**Kutipan Halaman**:
Penetapan tersangka ini merupakan pengembangan dari kasus dugaan korupsi yang telah menjerat mantan Kepala Badan Penyehatan Perbankan Nasional (BPPN), Syafruddin Arsyad Temenggung.

Syafruddin telah dijatuhi hukuman 15 tahun pidana penjara, ditambah dengan Rp1 miliar subsider 3 bulan kurungan oleh Pengadilan Tinggi DKI dalam putusan banding.

Perbuatan Syafruddin diduga telah memperkaya Sjamsul dan istrinya sebanyak Rp4,58 triliun.
Praktik korupsi ini berawal pada 21 September 1998, BPPN dan Sjamsul melakukan penandatanganan penyelesaian pengembilalihan pengelolaan BDNI melalui Master Settlement Acquistion Agreement (MSAA).

Dalam MSAA itu, disepakati bahwa BPPN mengambil alih pengelolaan BDNI dan Sjamsul sebagai pemegang saham pengendali sepenuhnya bertanggung jawab untuk menyelesaikan kewajibannya baik secara tunai ataupun berupa penyerahan aset.

“Jumlah kewajiban SJM selaku pemegang saham pengendali BDNl adalah sebesar Rp47.258.000.000.000,” jelas Saut.

Kemudian kewajiban itu dikurangi dengan sejumlah aset milik Sjamsul senilai Rp18.850.000.000.000 termasuk di antaranya, pinjaman kepada petani petambak sebesar Rp4,8 triliun. Aset senilai Rp4,8 triliun ini dipresentasikan Sjamsul seolah-olah sebagai piutang lancar dan tidak bermasalah.

Namun, setelah dilakukan Financial Due Dilligence (FDD) dan Legal Due Dilligence (LDD) disimpulkan bahwa aset tersebut tergolong macet sehingga dipandang terjadi misrepresentasi. Atas hasil FDD dan LDD tersebut, BPPN kemudian mengirimkan surat yang intinya mengatakan Sjamsul telah melakukan misrepresentasi.

**Daftar**:
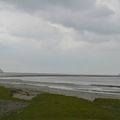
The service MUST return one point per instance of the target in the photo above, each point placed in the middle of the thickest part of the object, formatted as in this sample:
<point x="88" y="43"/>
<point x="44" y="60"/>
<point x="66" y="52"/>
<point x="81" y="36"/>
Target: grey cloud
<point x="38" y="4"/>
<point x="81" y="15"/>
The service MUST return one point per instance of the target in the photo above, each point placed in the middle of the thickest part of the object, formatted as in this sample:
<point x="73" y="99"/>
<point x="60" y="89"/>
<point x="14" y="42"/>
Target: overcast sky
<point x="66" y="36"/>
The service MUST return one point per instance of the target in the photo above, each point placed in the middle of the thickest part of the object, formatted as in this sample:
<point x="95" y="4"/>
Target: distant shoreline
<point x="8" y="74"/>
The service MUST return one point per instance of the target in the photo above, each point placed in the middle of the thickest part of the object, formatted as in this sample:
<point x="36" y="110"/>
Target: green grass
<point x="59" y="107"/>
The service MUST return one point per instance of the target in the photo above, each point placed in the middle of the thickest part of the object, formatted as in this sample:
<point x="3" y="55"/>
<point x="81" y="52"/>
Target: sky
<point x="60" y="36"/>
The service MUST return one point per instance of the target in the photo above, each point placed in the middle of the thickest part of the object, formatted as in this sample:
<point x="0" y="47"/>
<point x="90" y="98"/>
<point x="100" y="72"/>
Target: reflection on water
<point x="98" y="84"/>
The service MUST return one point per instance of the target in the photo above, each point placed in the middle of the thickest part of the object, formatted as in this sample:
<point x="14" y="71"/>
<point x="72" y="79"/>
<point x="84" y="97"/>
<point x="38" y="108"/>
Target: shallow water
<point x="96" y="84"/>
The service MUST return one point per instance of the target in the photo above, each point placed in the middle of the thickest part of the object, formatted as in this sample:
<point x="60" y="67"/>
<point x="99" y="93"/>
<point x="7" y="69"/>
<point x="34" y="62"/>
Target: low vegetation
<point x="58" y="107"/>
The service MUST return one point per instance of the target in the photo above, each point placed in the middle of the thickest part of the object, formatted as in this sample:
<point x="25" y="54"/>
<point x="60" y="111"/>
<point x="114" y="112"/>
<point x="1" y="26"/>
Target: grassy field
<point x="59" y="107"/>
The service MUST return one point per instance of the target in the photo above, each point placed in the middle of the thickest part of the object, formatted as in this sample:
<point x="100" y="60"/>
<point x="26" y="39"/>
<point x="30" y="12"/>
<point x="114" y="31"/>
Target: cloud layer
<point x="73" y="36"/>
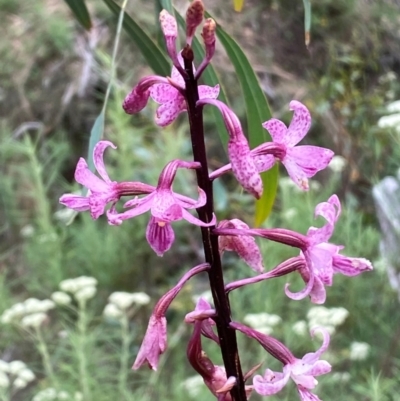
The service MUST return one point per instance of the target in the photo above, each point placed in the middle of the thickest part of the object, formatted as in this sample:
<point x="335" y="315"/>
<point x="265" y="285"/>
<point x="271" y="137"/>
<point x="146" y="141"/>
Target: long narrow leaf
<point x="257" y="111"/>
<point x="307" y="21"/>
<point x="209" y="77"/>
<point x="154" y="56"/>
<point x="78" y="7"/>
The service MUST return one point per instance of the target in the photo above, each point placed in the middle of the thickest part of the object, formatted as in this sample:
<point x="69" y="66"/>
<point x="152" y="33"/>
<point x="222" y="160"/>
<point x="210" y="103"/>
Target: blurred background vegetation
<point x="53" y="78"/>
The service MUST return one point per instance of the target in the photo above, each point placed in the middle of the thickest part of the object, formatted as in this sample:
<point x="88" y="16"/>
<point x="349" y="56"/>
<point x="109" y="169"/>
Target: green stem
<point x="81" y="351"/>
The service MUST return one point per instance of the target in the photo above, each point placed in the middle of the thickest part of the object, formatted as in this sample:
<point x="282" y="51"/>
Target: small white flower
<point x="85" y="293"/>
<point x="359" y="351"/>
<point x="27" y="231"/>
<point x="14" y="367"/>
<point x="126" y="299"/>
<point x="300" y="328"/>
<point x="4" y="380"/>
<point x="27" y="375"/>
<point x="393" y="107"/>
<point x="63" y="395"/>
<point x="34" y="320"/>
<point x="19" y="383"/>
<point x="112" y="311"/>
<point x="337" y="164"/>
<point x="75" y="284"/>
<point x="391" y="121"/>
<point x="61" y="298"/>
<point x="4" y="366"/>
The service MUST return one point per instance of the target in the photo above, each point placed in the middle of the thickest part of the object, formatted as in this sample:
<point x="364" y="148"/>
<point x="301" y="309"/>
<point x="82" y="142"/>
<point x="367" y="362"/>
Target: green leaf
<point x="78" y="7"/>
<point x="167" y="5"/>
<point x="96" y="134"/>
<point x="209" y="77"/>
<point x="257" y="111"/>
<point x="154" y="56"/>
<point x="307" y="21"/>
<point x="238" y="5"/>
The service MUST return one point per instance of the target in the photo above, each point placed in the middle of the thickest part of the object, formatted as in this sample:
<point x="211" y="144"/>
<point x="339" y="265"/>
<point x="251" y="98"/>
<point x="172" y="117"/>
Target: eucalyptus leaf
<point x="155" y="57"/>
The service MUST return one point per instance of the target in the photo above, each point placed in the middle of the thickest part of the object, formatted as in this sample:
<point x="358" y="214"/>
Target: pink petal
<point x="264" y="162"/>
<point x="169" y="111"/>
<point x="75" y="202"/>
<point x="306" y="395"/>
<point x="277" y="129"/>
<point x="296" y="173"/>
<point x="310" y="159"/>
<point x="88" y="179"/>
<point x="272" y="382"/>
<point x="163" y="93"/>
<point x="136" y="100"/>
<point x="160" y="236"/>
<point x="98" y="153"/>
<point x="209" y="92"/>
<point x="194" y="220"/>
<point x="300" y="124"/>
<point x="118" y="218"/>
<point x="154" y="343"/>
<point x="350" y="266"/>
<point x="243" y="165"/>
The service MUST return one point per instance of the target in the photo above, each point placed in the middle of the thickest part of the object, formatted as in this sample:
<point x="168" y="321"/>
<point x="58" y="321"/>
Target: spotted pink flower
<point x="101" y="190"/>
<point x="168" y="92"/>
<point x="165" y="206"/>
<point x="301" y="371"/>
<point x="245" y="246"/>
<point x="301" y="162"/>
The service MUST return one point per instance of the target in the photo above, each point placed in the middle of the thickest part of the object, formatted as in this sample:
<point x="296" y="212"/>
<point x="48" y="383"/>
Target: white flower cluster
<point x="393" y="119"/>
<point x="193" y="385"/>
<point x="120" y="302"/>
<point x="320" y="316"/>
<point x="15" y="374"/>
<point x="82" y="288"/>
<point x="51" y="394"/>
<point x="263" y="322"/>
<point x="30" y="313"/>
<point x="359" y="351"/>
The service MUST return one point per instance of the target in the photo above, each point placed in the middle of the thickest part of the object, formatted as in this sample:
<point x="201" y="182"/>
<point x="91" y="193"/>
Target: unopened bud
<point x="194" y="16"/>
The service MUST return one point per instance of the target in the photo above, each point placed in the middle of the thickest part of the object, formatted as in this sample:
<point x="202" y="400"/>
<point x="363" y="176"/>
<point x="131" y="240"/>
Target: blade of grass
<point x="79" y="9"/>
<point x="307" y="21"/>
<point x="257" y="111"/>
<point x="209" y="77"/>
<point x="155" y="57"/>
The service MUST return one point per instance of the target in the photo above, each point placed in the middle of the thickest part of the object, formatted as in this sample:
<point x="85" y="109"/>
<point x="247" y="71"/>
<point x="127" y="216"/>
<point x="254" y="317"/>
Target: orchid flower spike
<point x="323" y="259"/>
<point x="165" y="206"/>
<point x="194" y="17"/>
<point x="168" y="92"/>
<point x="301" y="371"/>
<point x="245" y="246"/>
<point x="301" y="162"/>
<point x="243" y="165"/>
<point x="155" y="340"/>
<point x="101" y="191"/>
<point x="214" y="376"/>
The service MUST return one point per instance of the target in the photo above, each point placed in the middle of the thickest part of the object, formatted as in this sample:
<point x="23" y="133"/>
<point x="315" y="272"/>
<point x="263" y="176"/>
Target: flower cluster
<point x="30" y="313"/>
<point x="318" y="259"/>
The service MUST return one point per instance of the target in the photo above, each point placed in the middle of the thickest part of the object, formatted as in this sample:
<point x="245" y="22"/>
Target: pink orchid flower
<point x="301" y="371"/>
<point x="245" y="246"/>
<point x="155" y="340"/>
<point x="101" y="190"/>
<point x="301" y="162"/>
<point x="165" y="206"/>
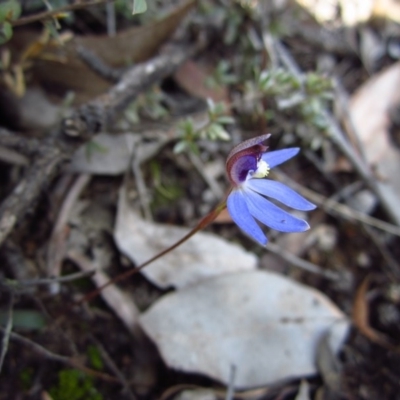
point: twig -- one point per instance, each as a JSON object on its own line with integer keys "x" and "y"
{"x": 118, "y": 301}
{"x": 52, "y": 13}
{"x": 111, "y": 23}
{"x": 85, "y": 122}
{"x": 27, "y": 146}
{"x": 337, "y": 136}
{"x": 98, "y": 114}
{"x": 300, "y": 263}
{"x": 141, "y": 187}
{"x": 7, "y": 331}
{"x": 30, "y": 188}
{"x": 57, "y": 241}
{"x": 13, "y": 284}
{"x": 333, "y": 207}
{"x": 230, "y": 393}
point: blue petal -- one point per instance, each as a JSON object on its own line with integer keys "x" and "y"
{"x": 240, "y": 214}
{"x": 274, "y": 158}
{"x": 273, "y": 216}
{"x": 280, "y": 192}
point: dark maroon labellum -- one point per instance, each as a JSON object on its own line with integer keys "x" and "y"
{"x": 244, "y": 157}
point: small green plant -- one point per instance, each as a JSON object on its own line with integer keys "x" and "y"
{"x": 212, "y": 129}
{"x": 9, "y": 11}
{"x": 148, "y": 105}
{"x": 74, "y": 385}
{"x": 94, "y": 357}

==

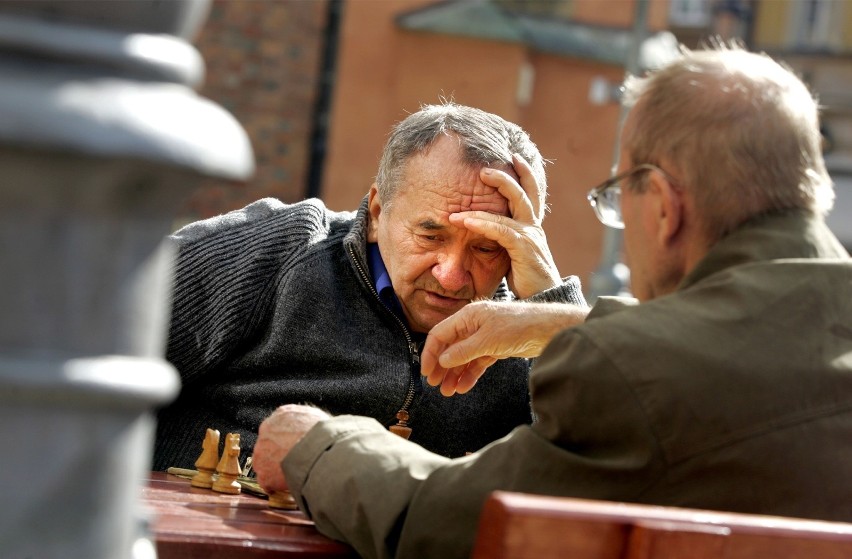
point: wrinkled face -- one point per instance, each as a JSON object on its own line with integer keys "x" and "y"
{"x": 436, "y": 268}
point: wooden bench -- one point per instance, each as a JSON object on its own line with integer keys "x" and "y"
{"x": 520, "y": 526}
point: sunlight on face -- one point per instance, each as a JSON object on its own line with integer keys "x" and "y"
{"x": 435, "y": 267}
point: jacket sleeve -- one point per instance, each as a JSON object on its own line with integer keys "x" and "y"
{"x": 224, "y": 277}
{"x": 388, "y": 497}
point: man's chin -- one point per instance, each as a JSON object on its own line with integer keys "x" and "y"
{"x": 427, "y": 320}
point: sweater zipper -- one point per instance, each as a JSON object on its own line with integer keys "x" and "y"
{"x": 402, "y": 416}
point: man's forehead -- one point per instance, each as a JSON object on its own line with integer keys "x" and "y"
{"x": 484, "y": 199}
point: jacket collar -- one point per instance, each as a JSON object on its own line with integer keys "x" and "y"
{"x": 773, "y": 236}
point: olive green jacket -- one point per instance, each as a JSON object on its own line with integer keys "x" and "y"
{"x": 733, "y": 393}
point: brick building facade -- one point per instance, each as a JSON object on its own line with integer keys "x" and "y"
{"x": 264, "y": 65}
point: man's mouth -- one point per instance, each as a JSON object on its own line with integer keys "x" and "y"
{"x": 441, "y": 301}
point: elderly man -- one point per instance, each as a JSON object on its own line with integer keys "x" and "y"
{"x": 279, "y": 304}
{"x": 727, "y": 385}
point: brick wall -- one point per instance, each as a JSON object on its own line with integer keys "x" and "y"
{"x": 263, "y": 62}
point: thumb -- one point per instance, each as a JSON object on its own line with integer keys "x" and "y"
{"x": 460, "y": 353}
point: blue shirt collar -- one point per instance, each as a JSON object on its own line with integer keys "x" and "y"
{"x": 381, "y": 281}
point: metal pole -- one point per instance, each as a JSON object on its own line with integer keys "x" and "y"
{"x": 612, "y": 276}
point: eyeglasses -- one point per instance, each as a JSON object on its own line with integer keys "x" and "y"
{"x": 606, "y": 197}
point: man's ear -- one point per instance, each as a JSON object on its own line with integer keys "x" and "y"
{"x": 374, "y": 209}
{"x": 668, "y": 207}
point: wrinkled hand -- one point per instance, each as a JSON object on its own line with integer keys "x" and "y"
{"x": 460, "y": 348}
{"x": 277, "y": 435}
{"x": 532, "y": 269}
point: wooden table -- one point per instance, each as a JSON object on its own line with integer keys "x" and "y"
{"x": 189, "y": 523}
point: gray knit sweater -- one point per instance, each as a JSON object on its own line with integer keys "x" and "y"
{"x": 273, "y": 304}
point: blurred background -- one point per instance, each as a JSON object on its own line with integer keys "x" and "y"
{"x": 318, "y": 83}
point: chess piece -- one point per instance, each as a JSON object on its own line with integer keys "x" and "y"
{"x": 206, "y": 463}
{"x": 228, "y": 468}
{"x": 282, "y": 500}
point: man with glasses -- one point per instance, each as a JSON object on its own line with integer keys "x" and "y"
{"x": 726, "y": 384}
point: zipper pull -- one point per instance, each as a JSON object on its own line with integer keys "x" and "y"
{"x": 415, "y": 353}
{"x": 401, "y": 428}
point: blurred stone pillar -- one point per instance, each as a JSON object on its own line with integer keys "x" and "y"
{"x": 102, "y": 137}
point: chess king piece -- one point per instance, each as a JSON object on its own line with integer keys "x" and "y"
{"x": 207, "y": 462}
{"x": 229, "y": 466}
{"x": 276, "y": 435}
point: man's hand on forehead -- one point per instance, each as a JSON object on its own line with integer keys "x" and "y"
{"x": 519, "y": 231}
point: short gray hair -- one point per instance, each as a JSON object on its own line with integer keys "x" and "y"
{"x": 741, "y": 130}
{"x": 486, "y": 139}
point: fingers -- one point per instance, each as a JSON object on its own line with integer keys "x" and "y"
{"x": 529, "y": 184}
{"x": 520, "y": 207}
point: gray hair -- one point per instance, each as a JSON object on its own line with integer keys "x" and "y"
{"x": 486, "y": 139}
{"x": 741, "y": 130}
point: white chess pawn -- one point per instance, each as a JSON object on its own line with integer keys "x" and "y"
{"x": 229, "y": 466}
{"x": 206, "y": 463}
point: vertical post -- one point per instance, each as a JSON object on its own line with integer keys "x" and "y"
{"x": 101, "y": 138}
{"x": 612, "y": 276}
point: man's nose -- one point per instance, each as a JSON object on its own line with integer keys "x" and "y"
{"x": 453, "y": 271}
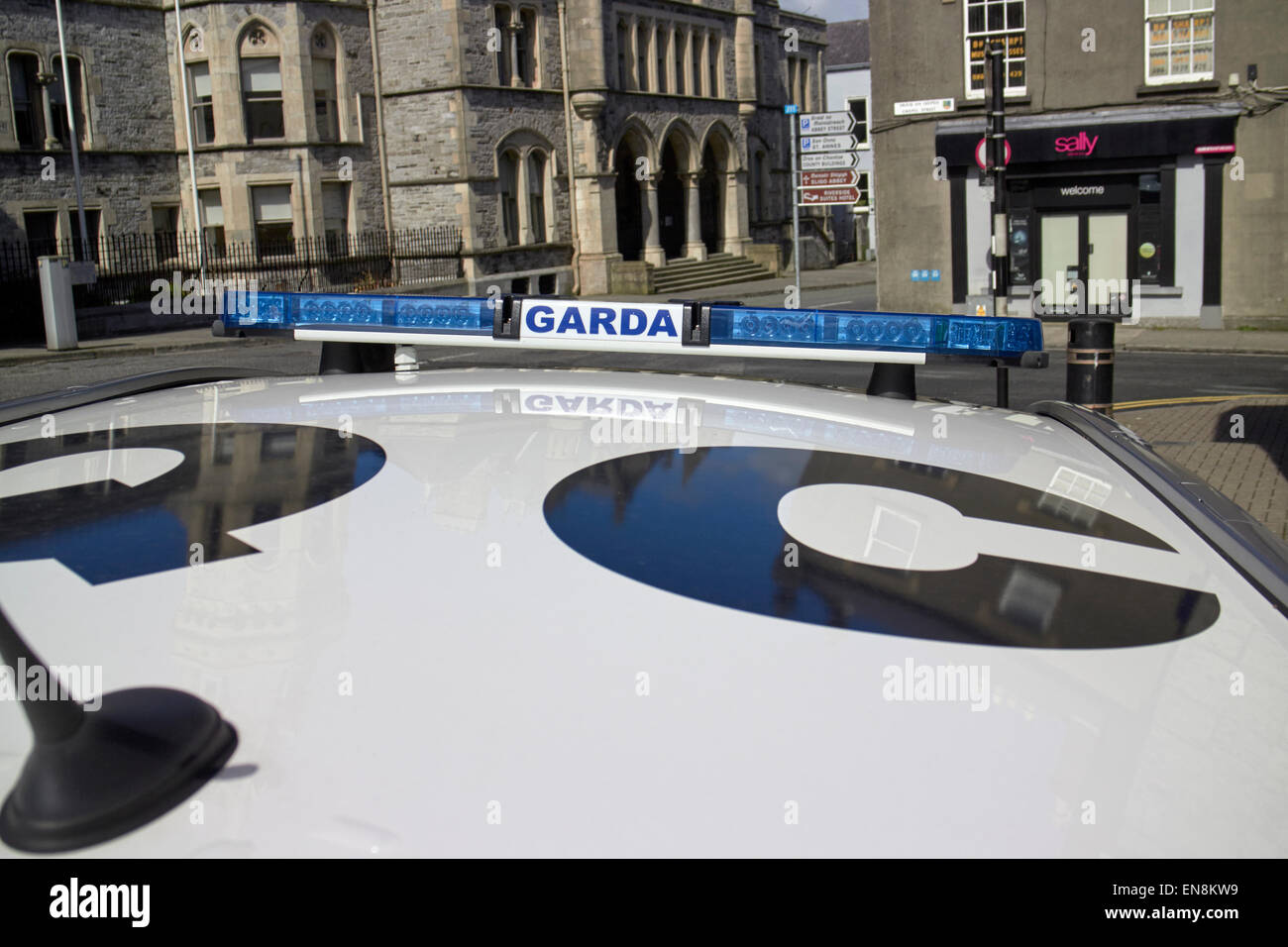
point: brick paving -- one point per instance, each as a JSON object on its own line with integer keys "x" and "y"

* * *

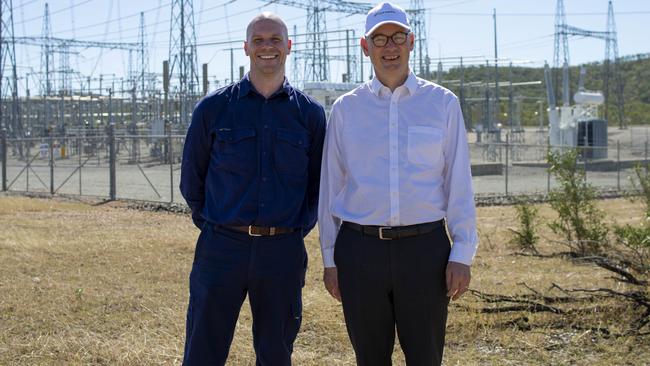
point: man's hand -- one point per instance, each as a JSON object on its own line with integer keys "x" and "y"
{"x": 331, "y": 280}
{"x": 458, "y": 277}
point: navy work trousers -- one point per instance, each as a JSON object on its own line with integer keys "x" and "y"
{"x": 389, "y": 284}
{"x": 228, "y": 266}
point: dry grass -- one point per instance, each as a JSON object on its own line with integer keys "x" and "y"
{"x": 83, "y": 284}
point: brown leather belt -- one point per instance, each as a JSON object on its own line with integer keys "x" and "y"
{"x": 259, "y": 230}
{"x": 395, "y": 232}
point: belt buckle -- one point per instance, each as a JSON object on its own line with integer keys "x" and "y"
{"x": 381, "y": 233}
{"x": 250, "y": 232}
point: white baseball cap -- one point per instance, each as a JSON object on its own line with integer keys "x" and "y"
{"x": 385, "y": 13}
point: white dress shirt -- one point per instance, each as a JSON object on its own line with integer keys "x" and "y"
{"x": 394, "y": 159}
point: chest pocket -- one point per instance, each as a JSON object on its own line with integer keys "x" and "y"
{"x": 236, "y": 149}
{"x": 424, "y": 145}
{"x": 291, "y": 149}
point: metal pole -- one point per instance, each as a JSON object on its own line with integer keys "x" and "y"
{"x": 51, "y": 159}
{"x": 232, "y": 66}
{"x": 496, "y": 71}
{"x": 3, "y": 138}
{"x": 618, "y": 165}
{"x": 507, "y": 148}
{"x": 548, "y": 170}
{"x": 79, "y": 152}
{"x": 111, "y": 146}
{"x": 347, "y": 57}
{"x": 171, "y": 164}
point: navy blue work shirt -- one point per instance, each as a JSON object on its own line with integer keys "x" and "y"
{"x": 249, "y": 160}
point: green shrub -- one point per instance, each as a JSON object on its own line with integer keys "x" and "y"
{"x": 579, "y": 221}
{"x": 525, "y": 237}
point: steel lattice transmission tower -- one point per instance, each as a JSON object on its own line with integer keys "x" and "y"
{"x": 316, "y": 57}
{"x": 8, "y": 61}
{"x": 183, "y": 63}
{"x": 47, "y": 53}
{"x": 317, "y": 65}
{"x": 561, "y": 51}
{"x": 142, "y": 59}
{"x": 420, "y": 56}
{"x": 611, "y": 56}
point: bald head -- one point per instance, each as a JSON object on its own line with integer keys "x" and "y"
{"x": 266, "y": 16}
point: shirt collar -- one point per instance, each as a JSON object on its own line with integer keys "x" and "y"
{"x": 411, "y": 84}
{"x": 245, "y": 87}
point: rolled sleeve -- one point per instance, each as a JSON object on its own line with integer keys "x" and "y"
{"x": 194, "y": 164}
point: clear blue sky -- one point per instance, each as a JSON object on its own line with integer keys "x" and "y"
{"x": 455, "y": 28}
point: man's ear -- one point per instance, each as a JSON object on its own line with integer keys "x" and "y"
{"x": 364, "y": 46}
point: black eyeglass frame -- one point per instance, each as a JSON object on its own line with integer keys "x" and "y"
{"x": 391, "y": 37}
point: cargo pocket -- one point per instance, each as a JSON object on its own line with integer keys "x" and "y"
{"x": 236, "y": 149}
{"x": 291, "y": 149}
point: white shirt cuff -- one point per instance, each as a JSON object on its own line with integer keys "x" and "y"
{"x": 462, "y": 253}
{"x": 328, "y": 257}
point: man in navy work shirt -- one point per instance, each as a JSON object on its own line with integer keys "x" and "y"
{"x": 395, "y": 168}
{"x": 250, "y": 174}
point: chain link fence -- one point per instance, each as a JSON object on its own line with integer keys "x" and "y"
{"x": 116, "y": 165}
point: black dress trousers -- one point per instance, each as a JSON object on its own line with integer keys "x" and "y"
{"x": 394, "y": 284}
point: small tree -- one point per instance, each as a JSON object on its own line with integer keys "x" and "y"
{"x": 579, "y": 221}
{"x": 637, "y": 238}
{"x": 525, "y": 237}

**Soal Latihan**:
(a) Menurut kutipan halaman, pada tanggal berapa BPPN dan Sjamsul menandatangani MSAA?
(b) Kembalikan setiap baris dalam daftar yang memuat kata "petal", dengan memperhatikan huruf besar dan kecil.

**Jawaban Latihan**:
(a) 21 September 1998.

(b)
Target: pink petal
point: blue petal -- one point per instance, each as a JSON object on its own line with integer keys "x" and "y"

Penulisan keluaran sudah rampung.